Task instructions
Locate, in the data below, the line that contains "label the carved shell" and the line that contains "label the statue's right"; reproduce exactly those two lines and every line between them, nothing more.

Data to process
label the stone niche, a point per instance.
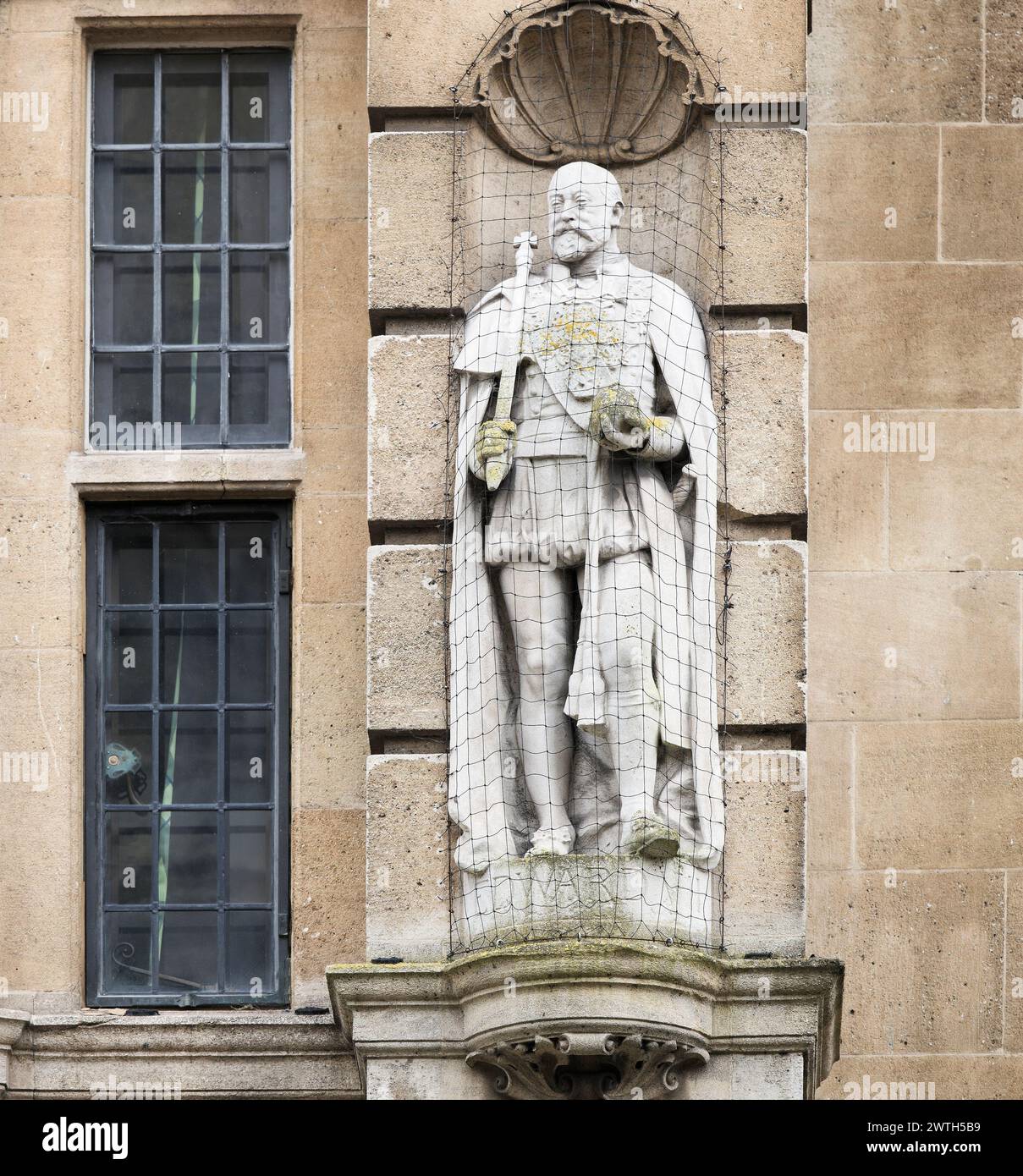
--
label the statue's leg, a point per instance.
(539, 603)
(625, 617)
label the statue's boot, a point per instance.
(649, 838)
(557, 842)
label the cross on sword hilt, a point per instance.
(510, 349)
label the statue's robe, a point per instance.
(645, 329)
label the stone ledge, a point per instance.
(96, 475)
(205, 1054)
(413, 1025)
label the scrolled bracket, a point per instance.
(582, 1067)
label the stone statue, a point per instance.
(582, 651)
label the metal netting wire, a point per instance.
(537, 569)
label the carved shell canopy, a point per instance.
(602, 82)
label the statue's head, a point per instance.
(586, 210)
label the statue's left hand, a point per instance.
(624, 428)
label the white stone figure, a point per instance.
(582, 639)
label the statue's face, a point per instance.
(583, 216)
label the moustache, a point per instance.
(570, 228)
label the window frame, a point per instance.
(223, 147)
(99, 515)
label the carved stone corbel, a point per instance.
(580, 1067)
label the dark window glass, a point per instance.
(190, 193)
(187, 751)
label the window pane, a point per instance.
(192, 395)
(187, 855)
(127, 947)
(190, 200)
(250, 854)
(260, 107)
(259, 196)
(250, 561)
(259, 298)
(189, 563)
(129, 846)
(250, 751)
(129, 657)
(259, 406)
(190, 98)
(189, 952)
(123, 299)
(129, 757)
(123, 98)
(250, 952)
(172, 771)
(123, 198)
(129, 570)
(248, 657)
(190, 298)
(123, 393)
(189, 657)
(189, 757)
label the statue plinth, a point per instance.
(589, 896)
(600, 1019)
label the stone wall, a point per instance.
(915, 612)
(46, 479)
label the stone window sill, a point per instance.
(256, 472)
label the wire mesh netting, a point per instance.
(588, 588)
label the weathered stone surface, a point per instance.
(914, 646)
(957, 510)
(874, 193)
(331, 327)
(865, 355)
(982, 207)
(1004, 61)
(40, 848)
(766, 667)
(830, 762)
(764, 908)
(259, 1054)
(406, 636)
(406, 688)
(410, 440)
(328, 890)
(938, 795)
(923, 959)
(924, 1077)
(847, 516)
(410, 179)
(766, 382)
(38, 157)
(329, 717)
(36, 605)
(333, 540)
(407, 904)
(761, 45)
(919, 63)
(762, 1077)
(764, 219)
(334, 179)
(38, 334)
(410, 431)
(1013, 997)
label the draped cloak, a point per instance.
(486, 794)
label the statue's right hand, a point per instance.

Finished exercise
label the carved shell canopy, a point per instance.
(602, 82)
label the statue's head, a point per instance.
(586, 210)
label the statue's left hand, a point per instance.
(624, 428)
label the white stone figure, a point per instance.
(582, 639)
label the statue's face, a point per instance.
(583, 216)
label the moustache, a point per instance.
(570, 228)
label the window frame, a point per instance.
(223, 147)
(99, 515)
label the carved stone corbel, a point per instance.
(580, 1067)
label the dark window glass, a point per instance.
(190, 193)
(187, 751)
label the window pane, a point per instance.
(192, 395)
(187, 855)
(127, 947)
(190, 200)
(250, 854)
(260, 107)
(259, 196)
(250, 561)
(259, 298)
(189, 563)
(129, 846)
(250, 751)
(129, 657)
(259, 406)
(190, 98)
(189, 952)
(123, 299)
(129, 757)
(123, 98)
(250, 952)
(172, 771)
(123, 198)
(129, 570)
(248, 657)
(190, 298)
(123, 393)
(189, 657)
(189, 757)
label the statue plinth, a point per instance.
(589, 896)
(600, 1019)
label the stone wall, a point per instance.
(915, 612)
(46, 479)
label the stone window sill, a point per instance.
(256, 472)
label the wire mesh netting, a point per instance.
(588, 588)
label the weathered stone surface, a point per instance.
(914, 646)
(957, 510)
(874, 193)
(331, 327)
(865, 355)
(982, 207)
(1004, 61)
(40, 848)
(766, 667)
(830, 762)
(764, 908)
(259, 1054)
(406, 636)
(406, 688)
(410, 440)
(328, 890)
(938, 795)
(923, 959)
(924, 1077)
(847, 516)
(410, 179)
(766, 382)
(38, 157)
(329, 717)
(36, 605)
(333, 540)
(407, 904)
(761, 45)
(919, 63)
(762, 1077)
(764, 219)
(334, 179)
(38, 334)
(410, 431)
(1013, 997)
label the draped cloak, a point per instance.
(486, 794)
label the statue's right hand, a point per instance.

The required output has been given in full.